### Direction
Write each record again exactly as it stands.
┌──
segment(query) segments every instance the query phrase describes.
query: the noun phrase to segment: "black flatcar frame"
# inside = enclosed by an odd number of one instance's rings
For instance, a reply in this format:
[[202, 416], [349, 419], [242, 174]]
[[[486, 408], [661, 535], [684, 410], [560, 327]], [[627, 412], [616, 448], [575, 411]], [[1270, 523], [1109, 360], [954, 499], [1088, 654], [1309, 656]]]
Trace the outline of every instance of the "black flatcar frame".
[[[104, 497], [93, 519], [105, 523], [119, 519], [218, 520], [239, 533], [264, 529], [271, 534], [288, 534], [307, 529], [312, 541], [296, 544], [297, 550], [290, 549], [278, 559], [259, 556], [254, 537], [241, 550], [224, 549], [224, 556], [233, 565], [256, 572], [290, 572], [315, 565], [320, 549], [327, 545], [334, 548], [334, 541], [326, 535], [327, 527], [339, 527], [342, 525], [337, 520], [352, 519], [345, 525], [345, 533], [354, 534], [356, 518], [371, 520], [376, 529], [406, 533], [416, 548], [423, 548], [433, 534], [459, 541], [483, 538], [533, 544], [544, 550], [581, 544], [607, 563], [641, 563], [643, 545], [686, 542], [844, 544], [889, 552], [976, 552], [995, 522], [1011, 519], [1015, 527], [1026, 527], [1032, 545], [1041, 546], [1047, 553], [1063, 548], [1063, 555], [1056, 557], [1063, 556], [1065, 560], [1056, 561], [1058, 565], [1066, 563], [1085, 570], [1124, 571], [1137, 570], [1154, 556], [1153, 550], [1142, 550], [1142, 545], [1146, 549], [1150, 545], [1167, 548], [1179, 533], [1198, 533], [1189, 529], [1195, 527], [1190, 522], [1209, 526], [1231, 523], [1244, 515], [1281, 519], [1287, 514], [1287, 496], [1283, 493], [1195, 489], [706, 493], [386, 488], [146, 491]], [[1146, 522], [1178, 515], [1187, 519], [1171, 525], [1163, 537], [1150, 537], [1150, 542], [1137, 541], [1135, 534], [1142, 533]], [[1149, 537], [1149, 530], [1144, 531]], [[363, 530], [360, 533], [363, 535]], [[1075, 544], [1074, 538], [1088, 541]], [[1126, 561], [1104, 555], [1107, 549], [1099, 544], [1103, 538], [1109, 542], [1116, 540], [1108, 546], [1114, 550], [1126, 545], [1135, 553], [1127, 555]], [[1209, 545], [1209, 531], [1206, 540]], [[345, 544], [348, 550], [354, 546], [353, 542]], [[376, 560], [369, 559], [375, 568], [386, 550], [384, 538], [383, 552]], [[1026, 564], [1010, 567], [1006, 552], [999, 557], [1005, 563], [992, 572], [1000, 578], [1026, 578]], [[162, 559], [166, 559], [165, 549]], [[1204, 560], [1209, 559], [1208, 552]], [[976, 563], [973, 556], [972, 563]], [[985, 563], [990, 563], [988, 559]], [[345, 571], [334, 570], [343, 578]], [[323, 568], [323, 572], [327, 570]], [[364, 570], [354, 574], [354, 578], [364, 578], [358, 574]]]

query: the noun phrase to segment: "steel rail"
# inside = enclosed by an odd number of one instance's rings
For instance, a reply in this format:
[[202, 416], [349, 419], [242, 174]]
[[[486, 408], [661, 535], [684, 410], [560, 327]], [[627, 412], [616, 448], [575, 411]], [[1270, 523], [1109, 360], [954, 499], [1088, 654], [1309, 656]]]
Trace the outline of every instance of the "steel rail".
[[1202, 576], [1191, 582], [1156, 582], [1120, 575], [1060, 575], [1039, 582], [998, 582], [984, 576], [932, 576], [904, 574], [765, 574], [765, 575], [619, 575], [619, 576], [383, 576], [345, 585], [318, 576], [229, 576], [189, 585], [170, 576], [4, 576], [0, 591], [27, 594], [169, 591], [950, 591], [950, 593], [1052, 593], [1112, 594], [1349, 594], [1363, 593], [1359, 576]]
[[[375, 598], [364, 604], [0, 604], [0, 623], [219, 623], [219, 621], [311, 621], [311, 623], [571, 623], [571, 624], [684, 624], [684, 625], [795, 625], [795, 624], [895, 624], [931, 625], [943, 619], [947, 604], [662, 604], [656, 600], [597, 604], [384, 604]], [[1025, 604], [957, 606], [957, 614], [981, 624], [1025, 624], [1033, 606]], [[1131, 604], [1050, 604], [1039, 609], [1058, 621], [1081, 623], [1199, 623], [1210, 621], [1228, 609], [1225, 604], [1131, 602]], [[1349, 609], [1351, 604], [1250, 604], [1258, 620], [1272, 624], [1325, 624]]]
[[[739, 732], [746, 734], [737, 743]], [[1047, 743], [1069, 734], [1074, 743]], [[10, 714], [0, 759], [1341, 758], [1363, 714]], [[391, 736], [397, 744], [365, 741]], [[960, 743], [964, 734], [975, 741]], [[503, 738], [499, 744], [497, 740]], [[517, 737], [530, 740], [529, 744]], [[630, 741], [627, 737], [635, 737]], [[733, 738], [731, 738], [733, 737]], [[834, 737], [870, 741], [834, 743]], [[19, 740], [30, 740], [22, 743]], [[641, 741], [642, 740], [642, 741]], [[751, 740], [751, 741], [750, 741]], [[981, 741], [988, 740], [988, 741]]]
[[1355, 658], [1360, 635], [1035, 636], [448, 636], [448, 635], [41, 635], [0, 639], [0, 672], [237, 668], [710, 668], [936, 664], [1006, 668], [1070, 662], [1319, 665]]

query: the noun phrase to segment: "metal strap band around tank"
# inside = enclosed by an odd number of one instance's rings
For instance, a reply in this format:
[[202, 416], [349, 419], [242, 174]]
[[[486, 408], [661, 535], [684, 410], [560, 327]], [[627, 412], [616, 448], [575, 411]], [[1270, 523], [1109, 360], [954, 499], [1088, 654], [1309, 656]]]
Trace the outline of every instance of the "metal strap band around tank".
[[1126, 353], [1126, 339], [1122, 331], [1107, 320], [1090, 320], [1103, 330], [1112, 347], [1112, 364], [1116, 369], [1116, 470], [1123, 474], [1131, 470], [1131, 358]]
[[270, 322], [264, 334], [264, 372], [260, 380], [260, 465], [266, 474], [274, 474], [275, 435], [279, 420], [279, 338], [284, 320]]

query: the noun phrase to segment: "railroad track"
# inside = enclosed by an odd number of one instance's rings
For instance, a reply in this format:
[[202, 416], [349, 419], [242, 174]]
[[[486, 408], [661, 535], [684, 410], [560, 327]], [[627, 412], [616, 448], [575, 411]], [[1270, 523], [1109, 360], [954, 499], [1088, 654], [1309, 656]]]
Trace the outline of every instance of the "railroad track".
└──
### Complete answer
segment(query) segments every instance the query phrase describes.
query: the noun phrase to segment: "black flatcar frame"
# inside = enclosed by an odd number of one instance's rings
For instance, a reply in this format:
[[202, 416], [349, 419], [242, 174]]
[[[486, 408], [661, 535], [684, 410], [560, 327]], [[627, 412], [616, 448], [575, 411]], [[1270, 523], [1109, 360], [954, 499], [1088, 654], [1309, 656]]]
Trace the outline of every instance of the "black flatcar frame".
[[[104, 497], [93, 519], [105, 523], [119, 519], [218, 520], [239, 533], [264, 529], [271, 534], [288, 534], [307, 529], [312, 541], [296, 544], [297, 550], [290, 549], [278, 559], [259, 556], [254, 537], [241, 550], [224, 549], [224, 556], [233, 565], [256, 572], [290, 572], [315, 565], [320, 549], [327, 545], [334, 548], [334, 541], [326, 535], [327, 527], [339, 527], [342, 525], [337, 520], [352, 519], [345, 525], [345, 533], [354, 534], [356, 518], [371, 520], [376, 529], [406, 533], [416, 548], [423, 548], [433, 534], [459, 541], [483, 538], [533, 544], [544, 550], [581, 544], [607, 563], [641, 563], [643, 545], [686, 542], [844, 544], [889, 552], [976, 552], [995, 522], [1011, 519], [1015, 527], [1026, 527], [1032, 545], [1041, 546], [1047, 553], [1063, 548], [1063, 555], [1056, 557], [1063, 556], [1065, 560], [1056, 561], [1058, 565], [1066, 563], [1085, 570], [1124, 571], [1137, 570], [1154, 556], [1153, 550], [1142, 550], [1142, 545], [1146, 549], [1150, 545], [1167, 548], [1179, 533], [1198, 533], [1189, 529], [1195, 527], [1190, 522], [1209, 526], [1231, 523], [1244, 515], [1281, 519], [1287, 514], [1287, 496], [1283, 493], [1195, 489], [706, 493], [386, 488], [146, 491]], [[1146, 522], [1178, 515], [1187, 519], [1171, 525], [1163, 537], [1150, 537], [1150, 542], [1137, 541], [1135, 534], [1142, 533]], [[1149, 537], [1149, 530], [1144, 531]], [[363, 530], [360, 533], [363, 535]], [[1075, 544], [1074, 538], [1088, 541]], [[1126, 561], [1104, 555], [1107, 549], [1099, 544], [1103, 538], [1109, 542], [1116, 540], [1108, 546], [1114, 550], [1126, 545], [1135, 553], [1127, 555]], [[1209, 545], [1209, 531], [1206, 540]], [[345, 544], [348, 550], [354, 546], [353, 542]], [[376, 560], [369, 559], [375, 568], [386, 550], [384, 538], [383, 552]], [[1026, 564], [1010, 567], [1006, 552], [999, 557], [1005, 563], [992, 572], [1000, 578], [1026, 578]], [[162, 559], [166, 559], [165, 549]], [[1204, 560], [1209, 559], [1208, 552]], [[976, 563], [973, 556], [972, 563]], [[985, 563], [990, 563], [988, 559]], [[345, 571], [334, 570], [343, 578]], [[323, 568], [323, 572], [327, 570]], [[364, 570], [354, 574], [354, 578], [364, 578], [358, 574]]]

query: the noun phrase to segment: "steel rail"
# inside = enclosed by an odd number of one instance's rings
For instance, a reply in this format:
[[202, 416], [349, 419], [242, 174]]
[[[486, 408], [661, 535], [684, 410], [560, 327]], [[627, 412], [616, 448], [575, 411]], [[1270, 523], [1109, 360], [954, 499], [1088, 654], [1309, 656]]]
Trace the outline of every instance of the "steel rail".
[[1202, 576], [1191, 582], [1156, 582], [1120, 575], [1060, 575], [1039, 582], [998, 582], [984, 576], [932, 576], [904, 574], [765, 574], [765, 575], [619, 575], [619, 576], [383, 576], [345, 585], [318, 576], [229, 576], [189, 585], [170, 576], [4, 576], [0, 591], [27, 594], [169, 591], [950, 591], [950, 593], [1052, 593], [1112, 594], [1349, 594], [1363, 593], [1359, 576]]
[[[375, 598], [364, 604], [0, 604], [0, 623], [219, 623], [219, 621], [311, 621], [311, 623], [571, 623], [571, 624], [684, 624], [684, 625], [795, 625], [795, 624], [895, 624], [931, 625], [943, 619], [947, 604], [662, 604], [656, 600], [597, 604], [384, 604]], [[1025, 604], [957, 606], [957, 614], [981, 624], [1025, 624], [1033, 606]], [[1131, 604], [1050, 604], [1039, 609], [1058, 621], [1081, 623], [1199, 623], [1210, 621], [1228, 609], [1225, 604], [1131, 602]], [[1349, 609], [1351, 604], [1250, 604], [1258, 620], [1272, 624], [1325, 624]]]
[[[739, 732], [746, 734], [737, 743]], [[1047, 743], [1069, 734], [1074, 743]], [[10, 714], [0, 759], [1341, 758], [1363, 714]], [[391, 736], [397, 744], [365, 741]], [[960, 743], [964, 734], [975, 741]], [[503, 738], [499, 744], [497, 740]], [[517, 737], [530, 740], [529, 744]], [[630, 741], [627, 737], [635, 737]], [[733, 738], [731, 738], [733, 737]], [[834, 737], [870, 741], [834, 743]], [[19, 740], [30, 740], [22, 743]], [[641, 741], [642, 740], [642, 741]], [[751, 740], [751, 741], [750, 741]], [[981, 741], [988, 740], [988, 741]]]
[[1355, 658], [1360, 635], [1035, 636], [448, 636], [448, 635], [41, 635], [0, 639], [0, 672], [237, 668], [710, 668], [936, 664], [1006, 668], [1070, 662], [1319, 665]]

query: the noun phrase to segment: "metal strap band around tank"
# inside = enclosed by an odd number of one instance's rings
For instance, a reply in this format:
[[202, 416], [349, 419], [242, 174]]
[[[486, 408], [661, 535], [684, 410], [560, 327]], [[627, 412], [616, 448], [575, 411]], [[1270, 523], [1109, 360], [954, 499], [1088, 654], [1309, 656]]]
Trace the outline of every instance of the "metal strap band around tank".
[[1126, 353], [1126, 339], [1122, 331], [1107, 320], [1090, 320], [1103, 330], [1112, 347], [1112, 364], [1116, 369], [1116, 470], [1123, 474], [1131, 470], [1131, 358]]
[[270, 322], [264, 334], [264, 372], [260, 380], [260, 465], [266, 474], [274, 474], [275, 435], [279, 420], [279, 338], [284, 320]]

query: the noun phrase to segment: "railroad track"
# inside = enclosed by an odd number of one instance's rings
For instance, a reply in this format:
[[202, 416], [349, 419], [242, 174]]
[[[486, 408], [661, 535], [684, 410], [560, 327]], [[627, 412], [616, 448], [575, 411]], [[1270, 523], [1109, 360], [954, 499], [1088, 654], [1309, 656]]]
Trace the outline of every instance of the "railroad track".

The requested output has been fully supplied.